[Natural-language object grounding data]
********
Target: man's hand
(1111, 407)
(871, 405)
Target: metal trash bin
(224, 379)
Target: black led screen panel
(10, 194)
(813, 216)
********
What the task asks — An exact copy of every entry above is the expected answer.

Answer to the problem —
Target: man's hand
(1111, 407)
(871, 405)
Target: metal trash bin
(224, 379)
Target: black led screen panel
(10, 194)
(813, 216)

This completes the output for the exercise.